**OBJETIVO DA TAREFA**
As afirmações a seguir concordam com o trecho sobre a prisão preventiva? Responda sim ou não para cada uma e cite as palavras do trecho que decidem a resposta. (a) O artigo 312 do Código de Processo Penal permite a prisão preventiva para assegurar a aplicabilidade da lei penal. (b) Ser acusado de corrupção grave basta para justificar a prisão preventiva. (c) Confissões obtidas nessas circunstâncias tendem a ser confiáveis.

O Tribunal de Justiça sublinhou que “as
características pessoais do suposto autor e a gravidade do crime do qual ele é
acusado não constituem, em si, justificativa suficiente para a prisão
preventiva”.[20]
Verifica-se, portanto, que não é suficiente demonstrar que um determinado
acusado é rico, ou tem apoiadores ricos, ou é acusado de corrupção grave.
Certamente não pode ser relevante para um juiz de instrução usá-la como “forma de enfatizar a gravidade do crime e
demonstrar a eficácia da ação judicial especialmente em sistemas judiciais
longos” – todas as razões que o juiz Moro tem dado para usá-lo. [21]
Essa abordagem não se concentra nos fatos do caso, mas usa a detenção como um
dispositivo para demonizar o réu perante a opinião pública. A abordagem do juiz
Moro em outros casos foi a imposição da prisão preventiva porque o réu não
reconheceu que é culpado, e no caso da falta de tal reconhecimento, existe o
perigo de o réu em liberdade continuar com as atividades corruptas. [22]
Em outras palavras, Moro se recusa a adotar a presunção de inocência, porque
ele pressupõe que os fatos que ele tem de comprovar por meio de provas são comprovados
simplesmente pela sua crença na verdade dessas premissas factuais.
60.
É bastante claro que o direito internacional proíbe a detenção quando o
objetivo é pressionar o réu ou a testemunha a confessar. No entanto, o
procurador da Lava Jato, Manoel Pastana, afirmou que “para o pássaro cantar, ele tem que ser enjaulado” e que a prisão
preventiva tem “a importante função de
convencer os criminosos a cooperar com a revelação de atos ilícitos penais,
obtendo a possibilidade de influenciá-los para que cooperem de forma útil na
determinação da responsabilidade”[23]. Isso
equivale a uma admissão, por um membro do mecanismo da "Lava Jato",
de que a verdadeira razão para a prisão preventiva é extrair uma confissão. É
evidente – trata-se de experiência forense em nível global - que confissões
obtidas nestas circunstâncias provavelmente são pouco confiáveis e não deveriam
ser usadas como base para constatação de culpa. A ‘estratégia’ usada pelo Juiz
Moro viola, dessa forma, a regra contra a auto-incriminação, sub-regra da
presunção de inocência.
61.
O artigo 312 do Código de Processo Penal do Brasil determina que a prisão
preventiva pode ser ordenada “para manter
a ordem pública, a ordem econômica, para a conveniência de uma investigação
penal, ou para assegurar a aplicabilidade da lei penal, sempre que existam
provas de um crime e indicação suficiente de quem o cometeu”.
62.

**REGISTROS FORNECIDOS**

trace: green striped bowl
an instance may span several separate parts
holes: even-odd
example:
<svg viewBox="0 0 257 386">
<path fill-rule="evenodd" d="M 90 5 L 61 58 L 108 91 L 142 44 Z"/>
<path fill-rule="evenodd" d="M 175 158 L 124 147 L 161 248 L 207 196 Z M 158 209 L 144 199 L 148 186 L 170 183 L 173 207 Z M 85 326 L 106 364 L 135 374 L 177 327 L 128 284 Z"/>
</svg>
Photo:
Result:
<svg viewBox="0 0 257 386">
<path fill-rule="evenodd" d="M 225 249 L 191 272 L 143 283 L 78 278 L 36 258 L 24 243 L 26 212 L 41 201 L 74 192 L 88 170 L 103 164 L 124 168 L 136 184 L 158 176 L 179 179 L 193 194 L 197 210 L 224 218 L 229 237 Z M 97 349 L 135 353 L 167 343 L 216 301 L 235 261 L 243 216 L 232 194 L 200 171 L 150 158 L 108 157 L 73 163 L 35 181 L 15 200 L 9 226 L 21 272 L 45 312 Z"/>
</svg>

**SOLUÇÃO DO PROBLEMA**
(a) Sim: "ou para assegurar a aplicabilidade da lei penal, sempre que existam provas de um crime e indicação suficiente de quem o cometeu".
(b) Não: "não é suficiente demonstrar que um determinado acusado é rico, ou tem apoiadores ricos, ou é acusado de corrupção grave".
(c) Não: "confissões obtidas nestas circunstâncias provavelmente são pouco confiáveis".